## The data
____

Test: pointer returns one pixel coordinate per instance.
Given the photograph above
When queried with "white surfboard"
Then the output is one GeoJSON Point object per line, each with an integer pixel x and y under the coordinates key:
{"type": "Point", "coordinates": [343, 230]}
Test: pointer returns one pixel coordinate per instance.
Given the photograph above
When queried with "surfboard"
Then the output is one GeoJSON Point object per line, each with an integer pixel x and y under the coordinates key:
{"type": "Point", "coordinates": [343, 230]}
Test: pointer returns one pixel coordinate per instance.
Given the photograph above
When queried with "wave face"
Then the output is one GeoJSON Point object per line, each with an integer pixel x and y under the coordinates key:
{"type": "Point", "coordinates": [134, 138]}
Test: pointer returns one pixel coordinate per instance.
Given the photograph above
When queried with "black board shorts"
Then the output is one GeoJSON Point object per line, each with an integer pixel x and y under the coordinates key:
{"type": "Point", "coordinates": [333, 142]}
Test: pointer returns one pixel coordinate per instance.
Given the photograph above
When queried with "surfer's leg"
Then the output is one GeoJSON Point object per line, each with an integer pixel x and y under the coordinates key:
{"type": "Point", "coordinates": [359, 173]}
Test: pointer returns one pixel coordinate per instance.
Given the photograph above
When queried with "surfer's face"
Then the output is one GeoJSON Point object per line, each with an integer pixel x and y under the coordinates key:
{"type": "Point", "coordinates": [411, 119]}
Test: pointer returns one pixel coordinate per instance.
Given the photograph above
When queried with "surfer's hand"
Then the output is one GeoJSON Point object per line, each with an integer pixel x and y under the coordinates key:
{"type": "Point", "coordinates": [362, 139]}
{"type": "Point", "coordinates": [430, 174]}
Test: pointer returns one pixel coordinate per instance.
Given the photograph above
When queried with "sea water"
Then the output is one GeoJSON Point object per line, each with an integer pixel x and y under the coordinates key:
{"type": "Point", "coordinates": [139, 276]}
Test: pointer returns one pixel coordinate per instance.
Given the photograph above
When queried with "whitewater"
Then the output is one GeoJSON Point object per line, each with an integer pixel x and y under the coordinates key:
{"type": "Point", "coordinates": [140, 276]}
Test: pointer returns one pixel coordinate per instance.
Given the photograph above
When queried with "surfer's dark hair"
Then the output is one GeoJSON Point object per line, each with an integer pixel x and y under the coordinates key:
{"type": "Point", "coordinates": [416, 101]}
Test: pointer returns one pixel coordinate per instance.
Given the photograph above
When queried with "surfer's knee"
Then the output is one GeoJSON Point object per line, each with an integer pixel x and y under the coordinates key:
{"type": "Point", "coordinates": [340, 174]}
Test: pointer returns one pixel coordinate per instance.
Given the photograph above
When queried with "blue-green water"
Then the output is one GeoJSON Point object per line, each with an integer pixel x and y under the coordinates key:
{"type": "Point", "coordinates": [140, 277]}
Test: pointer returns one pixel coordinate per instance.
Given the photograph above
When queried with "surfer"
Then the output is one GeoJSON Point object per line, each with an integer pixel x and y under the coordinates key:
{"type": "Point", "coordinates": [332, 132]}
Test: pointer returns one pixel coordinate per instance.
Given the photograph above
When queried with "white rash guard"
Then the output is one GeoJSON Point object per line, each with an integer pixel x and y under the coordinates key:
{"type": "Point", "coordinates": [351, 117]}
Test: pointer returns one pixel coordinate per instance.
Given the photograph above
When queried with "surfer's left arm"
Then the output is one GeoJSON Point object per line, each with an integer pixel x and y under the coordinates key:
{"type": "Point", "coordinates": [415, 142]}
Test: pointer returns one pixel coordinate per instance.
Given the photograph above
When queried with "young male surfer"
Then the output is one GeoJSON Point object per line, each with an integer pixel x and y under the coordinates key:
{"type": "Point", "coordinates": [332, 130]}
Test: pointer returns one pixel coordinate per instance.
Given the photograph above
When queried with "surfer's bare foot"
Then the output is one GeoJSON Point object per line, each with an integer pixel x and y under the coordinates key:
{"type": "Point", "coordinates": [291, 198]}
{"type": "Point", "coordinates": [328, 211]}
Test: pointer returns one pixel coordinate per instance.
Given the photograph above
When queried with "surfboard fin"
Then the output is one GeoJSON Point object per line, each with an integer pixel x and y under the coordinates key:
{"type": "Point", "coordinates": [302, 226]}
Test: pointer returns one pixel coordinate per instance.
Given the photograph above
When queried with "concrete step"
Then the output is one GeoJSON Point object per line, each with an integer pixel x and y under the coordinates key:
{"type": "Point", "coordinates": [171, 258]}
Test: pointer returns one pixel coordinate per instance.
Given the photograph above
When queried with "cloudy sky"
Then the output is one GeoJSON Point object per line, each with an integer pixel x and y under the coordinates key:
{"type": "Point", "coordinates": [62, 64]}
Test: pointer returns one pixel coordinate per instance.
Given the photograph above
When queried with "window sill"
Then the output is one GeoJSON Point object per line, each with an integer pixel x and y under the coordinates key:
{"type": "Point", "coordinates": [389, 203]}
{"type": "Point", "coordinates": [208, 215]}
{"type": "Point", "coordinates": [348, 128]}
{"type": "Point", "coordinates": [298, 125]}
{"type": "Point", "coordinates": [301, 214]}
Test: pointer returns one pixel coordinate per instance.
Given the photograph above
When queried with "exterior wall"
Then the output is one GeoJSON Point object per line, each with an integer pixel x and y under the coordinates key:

____

What lines of the preceding data include the string "face"? Pull them out.

When queried with "wave face"
When queried with "surfer's face"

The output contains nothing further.